§ EXTRACTED ENTRIES

* * *

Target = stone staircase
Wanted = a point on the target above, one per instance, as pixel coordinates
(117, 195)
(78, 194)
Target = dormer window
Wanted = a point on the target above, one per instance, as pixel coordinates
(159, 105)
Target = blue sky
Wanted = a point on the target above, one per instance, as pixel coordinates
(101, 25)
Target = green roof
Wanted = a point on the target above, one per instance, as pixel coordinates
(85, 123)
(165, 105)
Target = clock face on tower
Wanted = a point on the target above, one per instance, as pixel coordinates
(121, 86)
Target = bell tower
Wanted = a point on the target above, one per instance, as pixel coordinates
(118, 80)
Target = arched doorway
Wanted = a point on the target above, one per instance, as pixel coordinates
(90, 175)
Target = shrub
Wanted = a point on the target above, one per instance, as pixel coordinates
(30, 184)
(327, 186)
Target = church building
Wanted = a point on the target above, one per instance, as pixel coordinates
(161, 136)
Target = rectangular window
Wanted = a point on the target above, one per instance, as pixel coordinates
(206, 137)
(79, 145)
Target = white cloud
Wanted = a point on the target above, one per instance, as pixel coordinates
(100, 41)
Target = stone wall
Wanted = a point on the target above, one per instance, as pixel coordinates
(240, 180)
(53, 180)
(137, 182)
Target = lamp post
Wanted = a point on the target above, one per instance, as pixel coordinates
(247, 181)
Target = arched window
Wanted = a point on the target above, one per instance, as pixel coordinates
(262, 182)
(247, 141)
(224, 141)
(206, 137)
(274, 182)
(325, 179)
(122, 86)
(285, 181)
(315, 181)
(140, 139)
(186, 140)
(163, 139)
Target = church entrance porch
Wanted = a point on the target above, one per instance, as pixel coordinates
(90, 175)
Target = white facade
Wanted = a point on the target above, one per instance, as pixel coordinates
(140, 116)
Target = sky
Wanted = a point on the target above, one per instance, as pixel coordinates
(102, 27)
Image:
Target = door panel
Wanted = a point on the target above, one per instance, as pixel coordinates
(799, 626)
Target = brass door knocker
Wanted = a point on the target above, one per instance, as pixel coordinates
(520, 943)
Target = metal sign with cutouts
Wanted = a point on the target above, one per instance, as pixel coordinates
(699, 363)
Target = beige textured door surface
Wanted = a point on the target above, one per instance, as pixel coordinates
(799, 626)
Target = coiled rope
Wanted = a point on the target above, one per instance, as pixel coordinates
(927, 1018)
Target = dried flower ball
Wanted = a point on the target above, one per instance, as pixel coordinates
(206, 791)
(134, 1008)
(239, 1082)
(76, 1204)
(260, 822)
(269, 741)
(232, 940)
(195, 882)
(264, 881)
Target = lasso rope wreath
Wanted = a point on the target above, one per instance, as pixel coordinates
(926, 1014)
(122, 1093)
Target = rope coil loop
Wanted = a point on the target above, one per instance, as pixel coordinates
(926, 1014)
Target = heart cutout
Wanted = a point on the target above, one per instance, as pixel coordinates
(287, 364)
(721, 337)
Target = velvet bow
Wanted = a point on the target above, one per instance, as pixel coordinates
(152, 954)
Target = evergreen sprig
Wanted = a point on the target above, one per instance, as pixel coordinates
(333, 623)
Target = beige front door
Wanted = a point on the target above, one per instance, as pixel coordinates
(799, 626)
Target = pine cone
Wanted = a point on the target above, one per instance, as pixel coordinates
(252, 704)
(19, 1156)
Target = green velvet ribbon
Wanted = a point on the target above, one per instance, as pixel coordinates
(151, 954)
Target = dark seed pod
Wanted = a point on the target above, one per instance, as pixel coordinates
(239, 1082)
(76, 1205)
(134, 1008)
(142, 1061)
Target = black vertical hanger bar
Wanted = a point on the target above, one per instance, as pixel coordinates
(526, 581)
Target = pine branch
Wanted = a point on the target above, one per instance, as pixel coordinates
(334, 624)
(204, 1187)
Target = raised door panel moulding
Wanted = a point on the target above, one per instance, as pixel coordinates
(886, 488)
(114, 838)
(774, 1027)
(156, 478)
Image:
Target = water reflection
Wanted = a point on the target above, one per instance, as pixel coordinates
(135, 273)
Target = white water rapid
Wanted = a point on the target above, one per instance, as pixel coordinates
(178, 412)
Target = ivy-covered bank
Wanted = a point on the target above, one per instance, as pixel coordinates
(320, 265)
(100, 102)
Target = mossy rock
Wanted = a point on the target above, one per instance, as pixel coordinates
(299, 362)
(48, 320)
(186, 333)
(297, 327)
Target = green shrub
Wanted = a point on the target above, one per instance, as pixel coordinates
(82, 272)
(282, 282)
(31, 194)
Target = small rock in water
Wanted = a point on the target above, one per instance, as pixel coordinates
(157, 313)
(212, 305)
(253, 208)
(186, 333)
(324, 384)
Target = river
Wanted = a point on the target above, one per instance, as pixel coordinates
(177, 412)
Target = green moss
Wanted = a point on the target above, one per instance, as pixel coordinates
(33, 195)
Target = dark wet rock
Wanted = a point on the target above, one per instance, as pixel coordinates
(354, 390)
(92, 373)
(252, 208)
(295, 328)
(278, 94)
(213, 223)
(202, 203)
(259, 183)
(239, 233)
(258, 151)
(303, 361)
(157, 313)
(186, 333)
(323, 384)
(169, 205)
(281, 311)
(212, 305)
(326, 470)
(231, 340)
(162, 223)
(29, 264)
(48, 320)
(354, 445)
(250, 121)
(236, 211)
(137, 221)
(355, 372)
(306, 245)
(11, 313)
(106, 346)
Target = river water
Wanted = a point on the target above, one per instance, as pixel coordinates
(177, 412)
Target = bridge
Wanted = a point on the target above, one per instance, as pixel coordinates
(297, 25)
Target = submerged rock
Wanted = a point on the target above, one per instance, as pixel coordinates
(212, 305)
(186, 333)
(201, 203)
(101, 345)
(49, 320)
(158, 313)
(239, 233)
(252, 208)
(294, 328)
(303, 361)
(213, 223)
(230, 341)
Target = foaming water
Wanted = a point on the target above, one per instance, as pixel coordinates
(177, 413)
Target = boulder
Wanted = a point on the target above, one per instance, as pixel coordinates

* * *

§ REQUIREMENTS
Write out all of the entries above once more, word for word, without changing anything.

§ WRITTEN ANSWER
Target = stone staircase
Wanted = a point on the target above, one per instance, as pixel coordinates
(117, 195)
(78, 194)
Target = dormer window
Wanted = a point on the target above, one per instance, as pixel coordinates
(159, 105)
Target = blue sky
Wanted = a point on the target above, one per instance, as pixel coordinates
(101, 25)
Target = green roof
Wanted = a point on the target above, one per instance, as pixel coordinates
(85, 123)
(165, 105)
Target = clock face on tower
Wanted = a point on the target above, one per instance, as pixel coordinates
(121, 86)
Target = bell tower
Wanted = a point on the target above, one per instance, as pixel coordinates
(118, 80)
Target = arched doorway
Wanted = a point on the target above, one per instance, as pixel coordinates
(90, 175)
Target = shrub
Wanted = a point on the target above, one per instance, as pixel coordinates
(30, 184)
(327, 186)
Target = church building
Wanted = a point on the target above, one per instance, as pixel coordinates
(161, 136)
Target = rectangular window
Wanted = a point on the target above, one per instance, as pixel coordinates
(206, 137)
(79, 145)
Target = white cloud
Wanted = a point on the target above, one per instance, as pixel coordinates
(100, 41)
Target = stone wall
Wanted = a point on the target above, one per instance, as pixel coordinates
(240, 180)
(53, 180)
(137, 182)
Target = lamp post
Wanted = a point on the target above, one per instance, as pixel coordinates
(247, 181)
Target = arched window
Wanted = a point on the target above, one per instance, as pixel coordinates
(262, 182)
(247, 141)
(224, 141)
(206, 137)
(274, 182)
(325, 179)
(122, 86)
(285, 181)
(315, 181)
(140, 139)
(186, 140)
(163, 139)
Target = church entrance porch
Wanted = a point on the target above, one per instance, as pixel coordinates
(90, 175)
Target = white facade
Wanted = a point on the target above, one per instance, as pixel coordinates
(140, 116)
Target = sky
Wanted = a point on the target above, one per instance, as pixel coordinates
(102, 27)
Image:
Target = door panel
Wanted = a point on the target above, one per instance, as pixel coordinates
(799, 626)
Target = brass door knocker
Wanted = a point on the target above, one per instance, as pixel coordinates
(520, 943)
Target = metal sign with cutouts
Wanted = a point on the target above, one per instance, as pixel coordinates
(699, 363)
Target = beige textured door surface
Wanted = a point on the target above, one per instance, as pixel coordinates
(799, 626)
Target = coiled rope
Wanted = a point on the target above, one per instance, as pixel coordinates
(927, 1018)
Target = dried flower ball
Wanted = a point on the target above, one per instance, as pixel coordinates
(206, 791)
(134, 1008)
(239, 1082)
(76, 1204)
(260, 822)
(269, 741)
(232, 940)
(195, 882)
(264, 881)
Target = lasso rope wreath
Wanted = a point on the target above, one per instance, as pixel coordinates
(926, 1014)
(122, 1093)
Target = rope coil loop
Wanted = a point on the target above, one per instance, as pixel coordinates
(926, 1014)
Target = heart cutout
Wanted = a point on the target above, one per instance, as pixel coordinates
(287, 364)
(721, 337)
Target = velvet bow
Wanted = a point on the target above, one per instance, as pixel coordinates
(152, 954)
Target = evergreen sprig
Wanted = a point on the target above, one per instance, as pixel coordinates
(333, 623)
Target = beige front door
Wanted = a point on the target above, one per instance, as pixel coordinates
(799, 626)
Target = pine cone
Wanted = a point on the target above, one per instance, as pixel coordinates
(252, 704)
(19, 1156)
Target = green velvet ribbon
Wanted = a point on the target above, one per instance, as pixel coordinates
(151, 954)
Target = dark seed pod
Wanted = a point on the target above, one per instance, as pixel coordinates
(239, 1082)
(76, 1205)
(134, 1008)
(142, 1061)
Target = black vertical hanger bar
Wanted = a point on the target above, one per instance, as pixel coordinates
(526, 581)
Target = pine branch
Wanted = a point on the target above, one per instance, as pixel coordinates
(334, 624)
(204, 1187)
Target = raised door panel moulding
Wanted = a point on the target above, one per instance, as pixel coordinates
(886, 488)
(114, 838)
(774, 1027)
(156, 478)
Image:
Target = water reflection
Wanted = a point on the target above, one per instance, as pixel coordinates
(135, 273)
Target = white water rapid
Wanted = a point on the target above, one per instance, as pixel coordinates
(178, 412)
Target = ivy-covered bank
Wanted = a point on the target above, one per instance, as pixel coordinates
(320, 265)
(100, 102)
Target = mossy rock
Wanted = a point on the target above, one per instance, as pixel coordinates
(299, 362)
(48, 320)
(186, 333)
(297, 327)
Target = green shrub
Wanted = a point on the target above, one per instance, as pixel coordinates
(82, 272)
(282, 282)
(31, 194)
Target = small rock in water
Wanted = a point on the target above, one per instance, as pixel coordinates
(157, 313)
(212, 305)
(253, 208)
(186, 333)
(324, 384)
Target = river
Wanted = a point on the target above, one per instance, as pixel coordinates
(177, 412)
Target = green moss
Wanted = a point on the target above, one per instance, as pixel coordinates
(33, 195)
Target = dark wet rock
Wanted = a point on the target above, one per instance, as pixel coordinates
(354, 390)
(92, 373)
(252, 208)
(295, 328)
(278, 94)
(213, 223)
(202, 203)
(259, 183)
(239, 233)
(258, 151)
(303, 361)
(157, 313)
(186, 333)
(323, 384)
(169, 205)
(281, 311)
(212, 305)
(326, 470)
(231, 340)
(162, 223)
(29, 264)
(48, 320)
(354, 445)
(250, 121)
(236, 211)
(137, 221)
(355, 372)
(306, 245)
(11, 313)
(106, 346)
Target = river water
Wanted = a point on the target above, one per instance, as pixel coordinates
(177, 412)
Target = bridge
Wanted = a point on the target above, one per instance, as pixel coordinates
(297, 25)
Target = submerged rock
Wanted = a point on the target above, one per instance, as pixel coordinates
(212, 305)
(186, 333)
(201, 203)
(101, 345)
(49, 320)
(158, 313)
(239, 233)
(252, 208)
(294, 328)
(303, 361)
(213, 223)
(230, 341)
Target = foaming water
Wanted = a point on the target above, one per instance, as pixel coordinates
(177, 413)
Target = boulder
Wanted = a point on the target above, one per instance, as pixel coordinates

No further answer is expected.